--- Photo-based point labeling data ---
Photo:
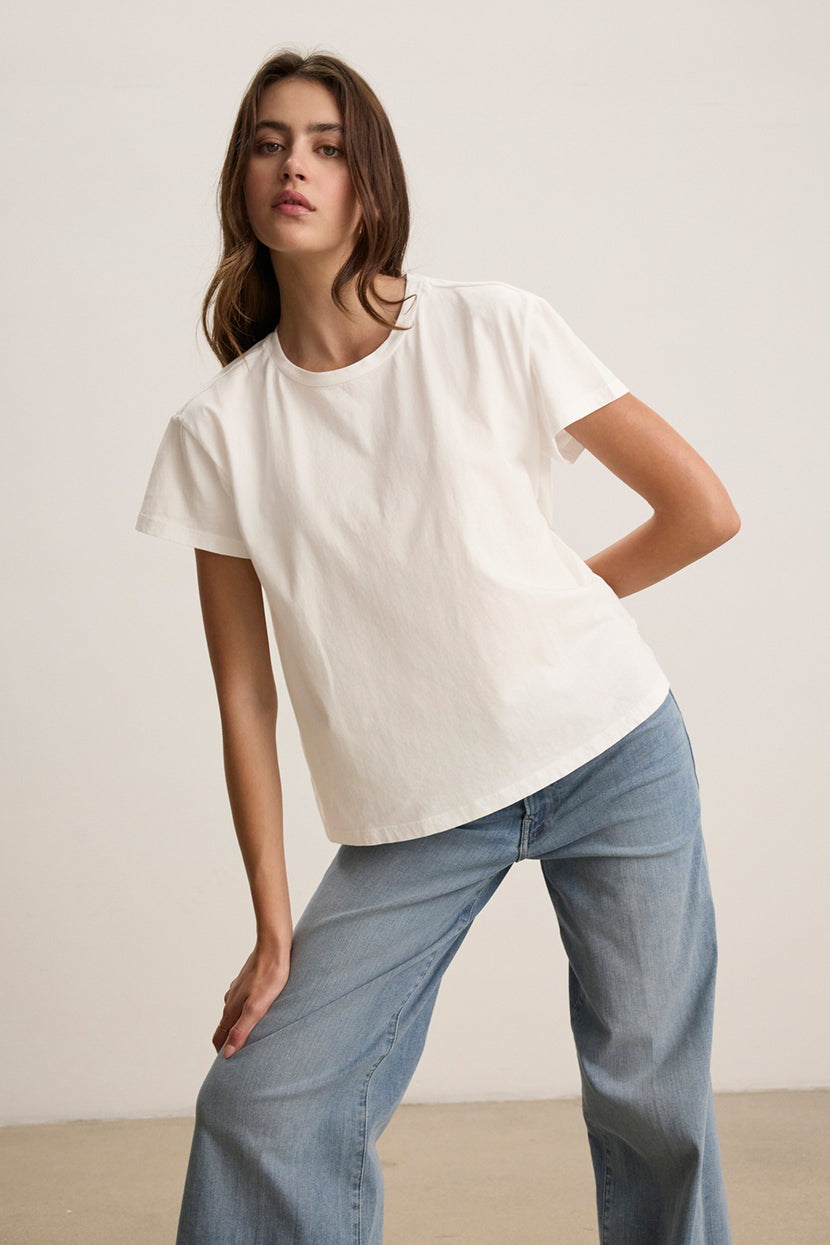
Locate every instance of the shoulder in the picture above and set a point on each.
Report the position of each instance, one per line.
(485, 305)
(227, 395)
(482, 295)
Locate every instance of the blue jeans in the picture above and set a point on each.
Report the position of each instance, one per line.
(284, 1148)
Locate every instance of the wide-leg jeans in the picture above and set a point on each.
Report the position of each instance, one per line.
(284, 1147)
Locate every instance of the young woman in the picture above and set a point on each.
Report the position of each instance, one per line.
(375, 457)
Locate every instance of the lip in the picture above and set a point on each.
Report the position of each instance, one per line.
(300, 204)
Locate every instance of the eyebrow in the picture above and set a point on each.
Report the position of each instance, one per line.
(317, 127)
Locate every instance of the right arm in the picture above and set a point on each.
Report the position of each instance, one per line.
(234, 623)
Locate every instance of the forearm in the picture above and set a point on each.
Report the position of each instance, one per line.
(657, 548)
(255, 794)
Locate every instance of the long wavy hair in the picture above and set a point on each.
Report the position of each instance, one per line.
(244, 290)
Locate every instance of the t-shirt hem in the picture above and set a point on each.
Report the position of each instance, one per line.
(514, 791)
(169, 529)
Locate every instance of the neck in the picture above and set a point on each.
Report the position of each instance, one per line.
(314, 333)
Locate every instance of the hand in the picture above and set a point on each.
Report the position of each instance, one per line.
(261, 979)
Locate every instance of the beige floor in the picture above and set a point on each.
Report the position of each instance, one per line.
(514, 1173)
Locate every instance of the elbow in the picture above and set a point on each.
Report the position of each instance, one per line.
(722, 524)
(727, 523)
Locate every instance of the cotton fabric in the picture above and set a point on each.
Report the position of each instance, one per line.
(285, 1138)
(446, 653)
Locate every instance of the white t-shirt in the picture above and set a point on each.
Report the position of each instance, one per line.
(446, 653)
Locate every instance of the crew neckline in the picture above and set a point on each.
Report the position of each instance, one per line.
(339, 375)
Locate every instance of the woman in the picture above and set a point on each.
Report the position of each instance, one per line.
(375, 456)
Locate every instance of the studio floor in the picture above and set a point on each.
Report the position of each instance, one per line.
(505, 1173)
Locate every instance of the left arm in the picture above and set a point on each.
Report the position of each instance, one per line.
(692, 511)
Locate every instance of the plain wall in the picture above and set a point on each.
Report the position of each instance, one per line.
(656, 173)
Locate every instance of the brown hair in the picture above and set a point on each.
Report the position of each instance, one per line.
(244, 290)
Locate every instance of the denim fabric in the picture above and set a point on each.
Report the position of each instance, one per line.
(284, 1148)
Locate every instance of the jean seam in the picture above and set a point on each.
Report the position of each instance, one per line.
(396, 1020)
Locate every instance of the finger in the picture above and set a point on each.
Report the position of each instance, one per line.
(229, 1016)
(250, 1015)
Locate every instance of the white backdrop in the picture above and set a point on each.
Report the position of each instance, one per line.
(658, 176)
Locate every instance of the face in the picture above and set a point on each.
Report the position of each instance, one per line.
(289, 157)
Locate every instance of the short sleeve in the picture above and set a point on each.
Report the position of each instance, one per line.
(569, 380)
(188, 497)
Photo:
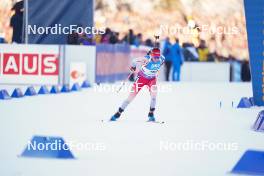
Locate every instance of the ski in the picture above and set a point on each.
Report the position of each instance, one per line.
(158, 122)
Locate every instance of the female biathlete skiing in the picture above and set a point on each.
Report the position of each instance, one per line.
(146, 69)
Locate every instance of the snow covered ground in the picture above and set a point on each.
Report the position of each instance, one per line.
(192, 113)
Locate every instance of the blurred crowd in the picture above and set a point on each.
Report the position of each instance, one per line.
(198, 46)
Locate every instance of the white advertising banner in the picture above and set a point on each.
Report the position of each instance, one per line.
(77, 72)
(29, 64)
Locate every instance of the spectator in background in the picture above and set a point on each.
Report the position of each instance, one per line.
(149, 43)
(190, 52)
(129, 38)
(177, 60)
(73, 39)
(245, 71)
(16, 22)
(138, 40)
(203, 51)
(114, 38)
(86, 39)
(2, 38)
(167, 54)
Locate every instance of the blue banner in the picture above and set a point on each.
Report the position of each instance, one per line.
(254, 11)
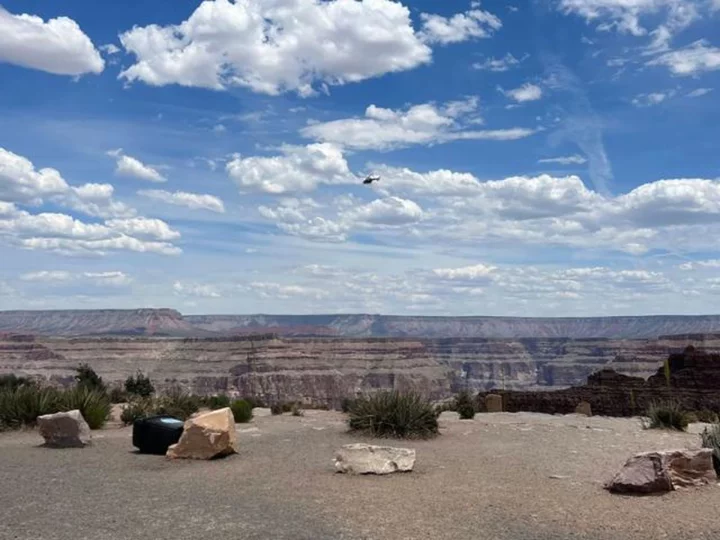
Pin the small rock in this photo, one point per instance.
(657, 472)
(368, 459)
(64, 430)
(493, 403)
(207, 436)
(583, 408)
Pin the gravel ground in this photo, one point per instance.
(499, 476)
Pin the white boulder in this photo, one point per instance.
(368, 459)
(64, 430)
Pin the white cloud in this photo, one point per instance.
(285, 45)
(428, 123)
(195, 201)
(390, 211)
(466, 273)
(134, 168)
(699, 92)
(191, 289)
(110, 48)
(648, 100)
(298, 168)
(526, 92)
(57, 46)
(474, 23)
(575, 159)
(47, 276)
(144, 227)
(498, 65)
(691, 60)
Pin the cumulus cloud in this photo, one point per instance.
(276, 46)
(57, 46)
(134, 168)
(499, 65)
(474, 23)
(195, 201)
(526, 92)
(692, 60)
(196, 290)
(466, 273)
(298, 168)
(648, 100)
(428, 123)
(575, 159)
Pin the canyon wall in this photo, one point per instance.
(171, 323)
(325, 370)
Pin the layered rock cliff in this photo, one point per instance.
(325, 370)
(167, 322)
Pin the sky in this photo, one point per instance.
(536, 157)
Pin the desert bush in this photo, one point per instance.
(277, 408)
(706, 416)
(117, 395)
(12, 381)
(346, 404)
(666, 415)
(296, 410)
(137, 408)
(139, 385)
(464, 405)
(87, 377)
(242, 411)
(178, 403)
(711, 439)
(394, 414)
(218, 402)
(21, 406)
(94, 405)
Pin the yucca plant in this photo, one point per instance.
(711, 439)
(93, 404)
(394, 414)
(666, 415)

--- Problem statement ---
Write out the whole listing again, exactly, with no pictures.

--- Solution for this exercise ---
Photo:
Locate every instance of the shoulder in the picture above and set a point on each.
Report the position of each instance, one per line.
(485, 305)
(227, 395)
(482, 295)
Locate every instance of the blue jeans in the picture above and set a point on each.
Report the position of each instance, one per line.
(284, 1148)
Locate every instance of the wide-leg jeans in the picture above and set a point on each.
Report the position of each instance, one per line.
(284, 1147)
Locate every instance of the young woman in the picture above and set a point on each.
Report the position of each instance, one per line.
(375, 457)
Locate every instance of the lip in the picture above and set a point on each.
Report the position of each instance, one per line.
(300, 204)
Locate every instance of the eyebrow in the picture above and set a point on each.
Report the position of each instance, one per line.
(317, 127)
Locate every instance of the right arm in the picture above and set a point on each.
Report the position of each instance, one per line.
(234, 623)
Locate every instance of the forearm in the picture above and set a point on each.
Report the position of each instance, one per line.
(657, 548)
(255, 794)
Locate every instance of the long wavy hair in the picture above and set a point on each.
Report the position of each instance, one per line.
(244, 290)
Locate every instance of the t-shirt hem in the picture above and set a point on each.
Report the position of each instance, one per line.
(514, 791)
(169, 529)
Locate every instance of the neck in the picture above and set a point on each.
Report the position of each instance, one per line.
(314, 333)
Locate every instance of the hand in the picture above and set a point on each.
Report the position of each instance, one per line.
(261, 979)
Locate every instance of the beige floor in the picture above and set a point on each.
Report the position of each instance, one per line.
(514, 1173)
Locate every instance of the elbow in the picture above and set a point on each.
Report the position of each instance, one per line.
(722, 524)
(727, 523)
Locate every instance of the cotton fabric in the picture above and set a point on each.
Report the position of each instance, one per line.
(285, 1138)
(446, 653)
Locate every instance of the white t-shirt in the picture above and set a point on each.
Report the position of each instance, one per line.
(446, 653)
Locate every instance of the crew neckline in the picture above and set a point on each.
Report the position of each instance, one per line.
(339, 375)
Locate every instance of the woman in the picture above and set a point on each.
Report the position of each instance, one per line.
(375, 456)
Locate every instance of the studio floor in the picture above and set a point on each.
Report the position of each instance, one per line.
(505, 1173)
Locate every instance of the left arm in the picture above and set a point on each.
Report the position of each instance, one per line.
(692, 511)
Locate every instance of the plain wall in the picture above and set a point on each.
Report the position of each instance, one per line.
(656, 173)
Locate every instance of the brown hair in the picture above and set a point on each.
Report the position of each instance, one per line.
(244, 290)
Locate every instance of the denim fabric in the picture above and set a point on each.
Report the position of each instance, one per line.
(284, 1148)
Locate every instance of the jean seam in the picture above and set a point on each.
Report the position of each instance, one per line.
(396, 1020)
Locate every instance of the finger in the picture above and set a point on each.
Report the position of each instance, one per line.
(229, 1016)
(250, 1015)
Locate every instance of the white backdrop in the picture above and set a point on each.
Report the position of each instance, one per line.
(658, 176)
Locate every instance of the face in the picture above and set a point on each.
Report the position of each instance, one per line.
(289, 157)
Locate every instance of the short sleeve in the picture above and set a point on each.
Report the position of each instance, one per line.
(569, 380)
(188, 497)
Photo:
Locate every instance of the ski in the picture above and set a point on each.
Report the position of each instance, one per line.
(158, 122)
Locate every instance of the female biathlete skiing in the picture above and set a point on each.
Report the position of each instance, one per line.
(146, 69)
Locate every instance of the snow covered ground in the picture above and set a point on each.
Report the position of each instance, one per line.
(192, 113)
Locate every instance of the blurred crowd in the picture above and set a point on each.
Report the position of each instance, one per line.
(198, 46)
Locate every instance of the white advertising banner in the picture above and set a point on each.
Report the position of each instance, one per line.
(77, 72)
(29, 64)
Locate every instance of the spectator in background in the picture above and set a point on each.
Report the position of each instance, one per line.
(149, 43)
(190, 52)
(129, 38)
(177, 60)
(73, 39)
(245, 71)
(16, 22)
(138, 40)
(203, 51)
(114, 38)
(86, 39)
(2, 38)
(167, 54)
Locate every instance of the blue banner in the picture above and set a point on each.
Report the position of each instance, one per line.
(254, 11)
Pin the small rock in this photo, one point per instance.
(657, 472)
(368, 459)
(64, 430)
(493, 403)
(207, 436)
(583, 408)
Pin the gravel ground in this photo, one point per instance.
(499, 476)
Pin the white boulder in this photo, one point per instance.
(368, 459)
(64, 430)
Pin the white cloud in this photo, one point per instance.
(285, 45)
(428, 123)
(195, 201)
(390, 211)
(466, 273)
(134, 168)
(699, 92)
(191, 289)
(110, 48)
(648, 100)
(298, 168)
(526, 92)
(57, 46)
(474, 23)
(575, 159)
(47, 276)
(144, 227)
(498, 65)
(691, 60)
Pin the cumulus cloud in this photo, one point per instance.
(276, 46)
(57, 46)
(134, 168)
(499, 65)
(474, 23)
(195, 201)
(526, 92)
(692, 60)
(196, 290)
(466, 273)
(298, 168)
(648, 100)
(428, 123)
(575, 159)
Pin the canyon wall in this photo, one point per instance.
(171, 323)
(325, 370)
Pin the layered rock cliff in this photo, one point per instance.
(325, 370)
(167, 322)
Pin the sky in this photo, one point per instance.
(536, 157)
Pin the desert bush in this photo, one point per instance.
(277, 408)
(706, 416)
(117, 395)
(12, 381)
(346, 404)
(666, 415)
(296, 410)
(137, 408)
(139, 385)
(464, 405)
(87, 377)
(242, 411)
(178, 403)
(711, 439)
(394, 414)
(218, 402)
(21, 406)
(94, 405)
Pin the yucca plant in this photo, one point per instance.
(711, 439)
(93, 404)
(394, 414)
(666, 415)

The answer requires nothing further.